## AIM OF THE TASK:
Convert every line of the material below into a JSON list of strings, one string per line, and leave out blank lines.

## PROVIDED DATA:

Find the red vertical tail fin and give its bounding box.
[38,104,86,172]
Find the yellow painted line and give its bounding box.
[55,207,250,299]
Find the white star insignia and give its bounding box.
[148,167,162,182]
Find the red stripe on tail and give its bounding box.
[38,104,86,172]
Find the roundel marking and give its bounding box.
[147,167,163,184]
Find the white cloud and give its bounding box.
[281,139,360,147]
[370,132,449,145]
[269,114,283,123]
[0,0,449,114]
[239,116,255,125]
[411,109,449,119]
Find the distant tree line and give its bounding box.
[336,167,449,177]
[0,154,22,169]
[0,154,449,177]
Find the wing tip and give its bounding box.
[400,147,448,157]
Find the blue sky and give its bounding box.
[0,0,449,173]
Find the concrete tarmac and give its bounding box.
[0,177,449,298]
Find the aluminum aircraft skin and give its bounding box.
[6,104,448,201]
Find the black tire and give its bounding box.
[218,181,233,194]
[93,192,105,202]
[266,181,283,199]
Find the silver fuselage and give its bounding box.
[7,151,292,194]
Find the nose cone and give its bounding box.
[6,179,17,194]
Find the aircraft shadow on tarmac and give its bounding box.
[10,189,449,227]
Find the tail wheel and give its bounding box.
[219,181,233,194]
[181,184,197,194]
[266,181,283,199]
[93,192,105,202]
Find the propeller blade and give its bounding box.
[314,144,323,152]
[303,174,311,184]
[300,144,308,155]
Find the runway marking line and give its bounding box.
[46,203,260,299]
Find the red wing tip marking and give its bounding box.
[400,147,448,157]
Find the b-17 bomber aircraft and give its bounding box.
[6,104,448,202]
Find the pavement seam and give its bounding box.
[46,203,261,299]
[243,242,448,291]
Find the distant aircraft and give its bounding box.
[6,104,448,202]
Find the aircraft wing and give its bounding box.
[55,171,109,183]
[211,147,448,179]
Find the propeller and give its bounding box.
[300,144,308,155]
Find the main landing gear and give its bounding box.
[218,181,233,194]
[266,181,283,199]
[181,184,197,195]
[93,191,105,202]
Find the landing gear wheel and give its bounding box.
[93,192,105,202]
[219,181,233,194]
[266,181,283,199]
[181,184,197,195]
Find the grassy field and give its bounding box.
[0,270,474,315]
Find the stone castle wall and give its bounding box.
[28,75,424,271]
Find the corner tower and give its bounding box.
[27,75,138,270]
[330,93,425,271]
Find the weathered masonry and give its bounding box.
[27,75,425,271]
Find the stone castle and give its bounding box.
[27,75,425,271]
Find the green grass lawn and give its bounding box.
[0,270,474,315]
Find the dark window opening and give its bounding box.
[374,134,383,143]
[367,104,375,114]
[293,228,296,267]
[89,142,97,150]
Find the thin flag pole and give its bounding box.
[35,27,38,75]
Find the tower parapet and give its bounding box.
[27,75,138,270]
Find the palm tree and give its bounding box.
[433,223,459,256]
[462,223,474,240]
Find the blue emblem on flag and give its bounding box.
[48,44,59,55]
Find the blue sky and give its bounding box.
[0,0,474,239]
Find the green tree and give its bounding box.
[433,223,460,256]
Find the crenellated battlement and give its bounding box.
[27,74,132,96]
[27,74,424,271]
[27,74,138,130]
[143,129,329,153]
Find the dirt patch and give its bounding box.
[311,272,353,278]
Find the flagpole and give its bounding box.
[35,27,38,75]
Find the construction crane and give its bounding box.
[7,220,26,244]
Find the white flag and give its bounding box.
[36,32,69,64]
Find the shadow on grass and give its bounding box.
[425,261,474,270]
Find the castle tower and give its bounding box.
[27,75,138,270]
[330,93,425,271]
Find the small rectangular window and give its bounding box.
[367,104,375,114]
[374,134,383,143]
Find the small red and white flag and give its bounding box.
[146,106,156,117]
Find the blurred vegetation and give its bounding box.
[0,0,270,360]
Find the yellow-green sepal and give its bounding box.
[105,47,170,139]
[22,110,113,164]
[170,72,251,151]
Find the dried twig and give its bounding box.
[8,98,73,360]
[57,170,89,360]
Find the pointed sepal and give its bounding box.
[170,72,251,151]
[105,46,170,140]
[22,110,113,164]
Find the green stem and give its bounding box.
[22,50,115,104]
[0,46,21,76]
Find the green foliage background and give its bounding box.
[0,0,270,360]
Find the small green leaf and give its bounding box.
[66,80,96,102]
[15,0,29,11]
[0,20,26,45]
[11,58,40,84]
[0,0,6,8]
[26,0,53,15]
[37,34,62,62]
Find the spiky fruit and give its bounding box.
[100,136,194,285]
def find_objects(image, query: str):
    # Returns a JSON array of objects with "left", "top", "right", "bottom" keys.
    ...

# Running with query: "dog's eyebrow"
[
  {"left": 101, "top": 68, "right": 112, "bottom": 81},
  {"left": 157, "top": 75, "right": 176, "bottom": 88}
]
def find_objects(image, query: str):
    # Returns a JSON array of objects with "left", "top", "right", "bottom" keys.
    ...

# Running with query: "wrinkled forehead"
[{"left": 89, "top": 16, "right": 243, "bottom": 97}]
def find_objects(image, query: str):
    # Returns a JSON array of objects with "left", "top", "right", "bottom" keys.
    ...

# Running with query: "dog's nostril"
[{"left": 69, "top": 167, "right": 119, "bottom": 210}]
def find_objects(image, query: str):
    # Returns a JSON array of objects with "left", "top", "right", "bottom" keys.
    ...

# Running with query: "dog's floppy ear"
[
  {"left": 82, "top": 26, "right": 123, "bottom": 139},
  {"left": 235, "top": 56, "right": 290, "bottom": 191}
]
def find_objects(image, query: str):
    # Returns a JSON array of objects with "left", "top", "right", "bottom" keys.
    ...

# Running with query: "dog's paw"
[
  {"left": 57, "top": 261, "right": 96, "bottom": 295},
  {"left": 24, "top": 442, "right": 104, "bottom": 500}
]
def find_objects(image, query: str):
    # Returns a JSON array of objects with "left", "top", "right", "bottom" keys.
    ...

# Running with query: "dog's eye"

## WRITTEN ANSWER:
[
  "Find the red vertical tail fin and give its bounding box.",
  "[38,104,86,172]",
  "Find the yellow painted line and give its bounding box.",
  "[55,207,250,299]",
  "Find the white star insignia and give its bounding box.",
  "[148,167,162,182]",
  "Find the red stripe on tail and give its bounding box.",
  "[38,104,86,172]",
  "Find the roundel marking and give its bounding box.",
  "[147,167,163,184]",
  "Find the white cloud and give its bounding box.",
  "[281,139,360,147]",
  "[370,132,449,145]",
  "[269,114,283,123]",
  "[0,0,449,114]",
  "[239,116,255,125]",
  "[411,109,449,119]",
  "Find the distant tree line and give its bounding box.",
  "[336,167,449,177]",
  "[0,154,22,169]",
  "[0,154,449,177]",
  "Find the wing tip and give its bounding box.",
  "[400,147,448,157]",
  "Find the blue sky and give its bounding box.",
  "[0,0,449,173]",
  "Find the concrete tarmac and give its bounding box.",
  "[0,177,449,298]",
  "Find the aluminum aircraft skin and give its bounding box.",
  "[6,104,448,201]",
  "Find the black tire and give its bounding box.",
  "[218,181,233,194]",
  "[93,192,105,202]",
  "[266,181,283,199]",
  "Find the silver fuselage and give its bounding box.",
  "[7,151,292,194]",
  "Find the nose cone and give its bounding box.",
  "[6,179,17,194]",
  "Find the aircraft shadow on tarmac and give its bounding box.",
  "[10,189,449,227]",
  "Find the tail wheel and give its bounding box.",
  "[219,181,233,194]",
  "[181,184,197,194]",
  "[266,181,283,199]",
  "[93,192,105,202]",
  "Find the propeller blade and give its bounding box.",
  "[314,144,323,152]",
  "[303,174,311,184]",
  "[300,144,308,155]",
  "Find the runway marking line and give its bounding box.",
  "[46,203,260,299]",
  "Find the red wing tip marking and give its bounding box.",
  "[400,147,448,157]",
  "Find the b-17 bomber aircraft and give its bounding box.",
  "[6,104,448,202]",
  "Find the pavement seam and give its bounding box.",
  "[46,203,261,299]",
  "[243,242,448,291]",
  "Find the distant aircraft and give its bounding box.",
  "[6,104,448,202]",
  "Find the aircraft wing and give its bounding box.",
  "[55,171,109,183]",
  "[211,147,448,179]",
  "Find the propeller and give its bounding box.",
  "[300,144,308,155]",
  "Find the main landing gear and give its bounding box.",
  "[218,181,233,194]",
  "[266,181,283,199]",
  "[181,184,197,195]",
  "[93,191,105,202]",
  "Find the landing gear wheel and give its bounding box.",
  "[93,192,105,202]",
  "[219,181,233,194]",
  "[266,181,283,199]",
  "[181,184,197,195]",
  "Find the grassy field and give its bounding box.",
  "[0,270,474,315]",
  "Find the stone castle wall and give its bounding box.",
  "[28,75,424,271]",
  "Find the corner tower and give its bounding box.",
  "[27,75,138,270]",
  "[330,93,425,271]",
  "Find the weathered masonry and give its bounding box.",
  "[27,75,425,271]",
  "Find the stone castle and give its bounding box.",
  "[27,75,425,271]",
  "Find the green grass lawn and give its bounding box.",
  "[0,270,474,315]",
  "Find the dark window opening and give its bounding box.",
  "[374,134,383,143]",
  "[367,104,375,114]",
  "[293,228,296,267]",
  "[89,142,97,150]",
  "Find the thin flag pole and give its bounding box.",
  "[35,27,38,75]",
  "Find the tower parapet and give its bounding box.",
  "[27,75,138,270]",
  "Find the palm tree and give its bounding box.",
  "[433,223,459,256]",
  "[462,223,474,240]",
  "Find the blue emblem on flag and give its bounding box.",
  "[48,44,59,55]",
  "Find the blue sky and give its bounding box.",
  "[0,0,474,239]",
  "Find the green tree and give its bounding box.",
  "[433,223,460,256]",
  "Find the crenellated battlement and give its bounding box.",
  "[27,74,132,96]",
  "[27,74,424,271]",
  "[27,74,138,130]",
  "[143,129,329,153]",
  "Find the dirt patch and give its bounding box.",
  "[311,272,353,278]",
  "Find the flagpole and give its bounding box.",
  "[35,27,38,75]",
  "Find the construction crane and give its bounding box.",
  "[7,220,26,244]",
  "Find the white flag and give its bounding box.",
  "[36,32,69,64]",
  "Find the shadow on grass and give its bounding box.",
  "[425,261,474,270]",
  "Find the castle tower and give its bounding box.",
  "[27,75,138,270]",
  "[330,93,425,271]",
  "Find the small rectangular window and give its bounding box.",
  "[367,104,375,114]",
  "[374,134,383,143]",
  "Find the small red and white flag and give its bounding box.",
  "[146,106,156,117]",
  "Find the blurred vegetation and give its bounding box.",
  "[0,0,270,360]",
  "Find the yellow-green sepal and give its bounding box.",
  "[105,47,170,139]",
  "[22,110,113,164]",
  "[170,72,251,151]",
  "Find the dried twig and give its bounding box.",
  "[8,98,73,360]",
  "[57,170,89,360]",
  "Find the pointed sepal and give its bounding box.",
  "[170,72,251,151]",
  "[105,46,170,140]",
  "[22,110,113,164]",
  "Find the green stem and give its bounding box.",
  "[22,50,115,104]",
  "[0,46,21,76]",
  "Find the green foliage background and give its bounding box.",
  "[0,0,270,360]",
  "Find the small green leaf and give its bounding box.",
  "[66,80,96,102]",
  "[15,0,29,11]",
  "[0,20,26,45]",
  "[11,58,40,84]",
  "[0,0,6,8]",
  "[26,0,53,15]",
  "[37,34,62,62]",
  "Find the spiky fruit and give its bounding box.",
  "[100,136,194,285]",
  "def find_objects(image, query: str):",
  "    # Returns a JSON array of objects with \"left\", \"top\", \"right\", \"bottom\" keys.",
  "    ...",
  "# Running with query: \"dog's eyebrow\"",
  "[",
  "  {\"left\": 101, \"top\": 68, \"right\": 112, \"bottom\": 81},",
  "  {\"left\": 157, \"top\": 75, \"right\": 176, \"bottom\": 88}",
  "]",
  "def find_objects(image, query: str):",
  "    # Returns a JSON array of objects with \"left\", \"top\", \"right\", \"bottom\" keys.",
  "    ...",
  "# Running with query: \"wrinkled forehead\"",
  "[{\"left\": 89, \"top\": 16, \"right\": 243, \"bottom\": 97}]",
  "def find_objects(image, query: str):",
  "    # Returns a JSON array of objects with \"left\", \"top\", \"right\", \"bottom\" keys.",
  "    ...",
  "# Running with query: \"dog's nostril\"",
  "[{\"left\": 69, \"top\": 167, \"right\": 119, \"bottom\": 210}]",
  "def find_objects(image, query: str):",
  "    # Returns a JSON array of objects with \"left\", \"top\", \"right\", \"bottom\" keys.",
  "    ...",
  "# Running with query: \"dog's floppy ear\"",
  "[",
  "  {\"left\": 82, \"top\": 26, \"right\": 123, \"bottom\": 139},",
  "  {\"left\": 235, \"top\": 56, \"right\": 290, \"bottom\": 191}",
  "]",
  "def find_objects(image, query: str):",
  "    # Returns a JSON array of objects with \"left\", \"top\", \"right\", \"bottom\" keys.",
  "    ...",
  "# Running with query: \"dog's paw\"",
  "[",
  "  {\"left\": 57, \"top\": 261, \"right\": 96, \"bottom\": 295},",
  "  {\"left\": 24, \"top\": 442, \"right\": 104, \"bottom\": 500}",
  "]",
  "def find_objects(image, query: str):",
  "    # Returns a JSON array of objects with \"left\", \"top\", \"right\", \"bottom\" keys.",
  "    ...",
  "# Running with query: \"dog's eye\""
]